Rewrite the data below, changing "one dot per instance" to "one marker per instance" everywhere it appears and keeping everything else unchanged.

# Start of Records provided

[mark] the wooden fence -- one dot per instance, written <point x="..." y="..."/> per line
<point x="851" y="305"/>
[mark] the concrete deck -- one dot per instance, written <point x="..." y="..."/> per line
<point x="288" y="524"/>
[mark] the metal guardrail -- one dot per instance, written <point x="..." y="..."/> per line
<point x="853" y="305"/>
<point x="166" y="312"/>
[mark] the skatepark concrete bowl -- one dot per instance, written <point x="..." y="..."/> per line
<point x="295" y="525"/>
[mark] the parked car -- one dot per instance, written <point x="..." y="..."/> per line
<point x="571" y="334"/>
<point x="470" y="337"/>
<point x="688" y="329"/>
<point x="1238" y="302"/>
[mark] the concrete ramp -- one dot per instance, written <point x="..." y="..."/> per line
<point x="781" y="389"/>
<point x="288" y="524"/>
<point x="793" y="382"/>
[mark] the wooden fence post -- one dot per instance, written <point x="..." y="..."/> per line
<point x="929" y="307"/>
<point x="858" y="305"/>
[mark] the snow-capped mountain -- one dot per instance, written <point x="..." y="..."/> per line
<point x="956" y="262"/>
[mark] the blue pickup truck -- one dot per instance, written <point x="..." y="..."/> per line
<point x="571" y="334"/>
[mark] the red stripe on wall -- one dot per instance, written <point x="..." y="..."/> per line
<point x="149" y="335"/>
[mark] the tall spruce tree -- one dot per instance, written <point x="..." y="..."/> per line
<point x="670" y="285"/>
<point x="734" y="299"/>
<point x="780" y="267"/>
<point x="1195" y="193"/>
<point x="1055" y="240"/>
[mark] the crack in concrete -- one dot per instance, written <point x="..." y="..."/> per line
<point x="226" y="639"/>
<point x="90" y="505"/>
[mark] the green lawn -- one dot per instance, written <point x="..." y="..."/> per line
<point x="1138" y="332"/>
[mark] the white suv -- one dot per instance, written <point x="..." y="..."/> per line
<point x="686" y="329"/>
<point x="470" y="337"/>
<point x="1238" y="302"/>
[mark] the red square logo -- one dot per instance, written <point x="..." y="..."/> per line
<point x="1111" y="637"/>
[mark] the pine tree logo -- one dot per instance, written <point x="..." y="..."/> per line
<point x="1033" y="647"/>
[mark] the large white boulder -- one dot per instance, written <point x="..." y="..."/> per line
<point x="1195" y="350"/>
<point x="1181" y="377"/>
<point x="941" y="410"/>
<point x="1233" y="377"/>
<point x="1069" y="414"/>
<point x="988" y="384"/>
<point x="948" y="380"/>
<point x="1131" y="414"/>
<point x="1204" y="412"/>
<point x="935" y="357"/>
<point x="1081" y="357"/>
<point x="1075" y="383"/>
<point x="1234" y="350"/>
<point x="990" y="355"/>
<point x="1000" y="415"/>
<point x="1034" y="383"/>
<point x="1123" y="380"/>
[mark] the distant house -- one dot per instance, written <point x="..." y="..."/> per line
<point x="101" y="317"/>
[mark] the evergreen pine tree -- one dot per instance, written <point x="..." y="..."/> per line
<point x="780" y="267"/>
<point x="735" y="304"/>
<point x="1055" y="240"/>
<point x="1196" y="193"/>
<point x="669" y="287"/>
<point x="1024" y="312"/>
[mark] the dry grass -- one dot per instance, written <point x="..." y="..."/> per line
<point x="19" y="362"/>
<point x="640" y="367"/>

# End of Records provided

Written response >>
[mark] the wooden fence -- one marker per instance, written <point x="..." y="..."/> per line
<point x="851" y="305"/>
[mark] the concrete deck -- one marker per instance, written <point x="..." y="..."/> per line
<point x="288" y="524"/>
[mark] the metal guardrail -- one marker per instance, written <point x="..." y="..."/> per line
<point x="853" y="305"/>
<point x="166" y="312"/>
[mark] the skatepark concrete bowl -- one marker per instance, written <point x="..." y="..."/> per line
<point x="295" y="525"/>
[mark] the parked car -- one marker per instance, written <point x="..." y="..."/> per line
<point x="571" y="334"/>
<point x="470" y="337"/>
<point x="688" y="329"/>
<point x="1238" y="302"/>
[mark] the concrete ramp -- one marker per instance, written <point x="..." y="..."/> per line
<point x="781" y="389"/>
<point x="288" y="524"/>
<point x="793" y="382"/>
[mark] the wooden fence post -- one marker per instance, written <point x="..." y="..."/> per line
<point x="929" y="307"/>
<point x="858" y="305"/>
[mark] the snow-capped mountain -- one marker per instance, written <point x="..." y="..."/> per line
<point x="956" y="262"/>
[mark] the blue pickup truck -- one marker per instance, written <point x="..." y="..."/> per line
<point x="571" y="334"/>
[mark] the red stripe on wall -- one marker per instance, written <point x="..." y="..."/> per line
<point x="149" y="335"/>
[mark] the tall spruce tree -- one marker per instance, written <point x="..." y="..."/> per line
<point x="670" y="285"/>
<point x="734" y="299"/>
<point x="780" y="267"/>
<point x="1195" y="193"/>
<point x="1055" y="240"/>
[mark] the crack in concrete -- one marker per instance, written <point x="..." y="..."/> per line
<point x="226" y="639"/>
<point x="90" y="505"/>
[mark] the green lawn -- one marker per instance, written <point x="..." y="..."/> per line
<point x="1138" y="332"/>
[mark] the white suv -- one marker per instance, written <point x="..." y="..."/> per line
<point x="686" y="329"/>
<point x="470" y="337"/>
<point x="1238" y="302"/>
[mark] the red square logo -- one marker per instance, written <point x="..." y="..."/> per line
<point x="1111" y="637"/>
[mark] the pine tree logo -- one marker per instance, written <point x="..." y="..."/> per line
<point x="1033" y="647"/>
[mark] the large white boulder -- one marker per instance, written <point x="..." y="..."/> per line
<point x="1195" y="350"/>
<point x="1181" y="377"/>
<point x="941" y="410"/>
<point x="1233" y="377"/>
<point x="1069" y="414"/>
<point x="988" y="384"/>
<point x="948" y="380"/>
<point x="1131" y="414"/>
<point x="1204" y="412"/>
<point x="935" y="357"/>
<point x="1081" y="357"/>
<point x="1075" y="383"/>
<point x="1234" y="350"/>
<point x="990" y="355"/>
<point x="1000" y="415"/>
<point x="1034" y="383"/>
<point x="1123" y="380"/>
[mark] the distant house -- one marker per instance, written <point x="..." y="..."/> per line
<point x="101" y="317"/>
[mark] the evergreen pine tree -- one marker per instance, written <point x="..." y="..."/> per line
<point x="780" y="267"/>
<point x="735" y="304"/>
<point x="1055" y="240"/>
<point x="1196" y="193"/>
<point x="669" y="287"/>
<point x="1024" y="312"/>
[mark] the dry grass -- one marker per instance, written <point x="..." y="..."/> per line
<point x="19" y="362"/>
<point x="640" y="367"/>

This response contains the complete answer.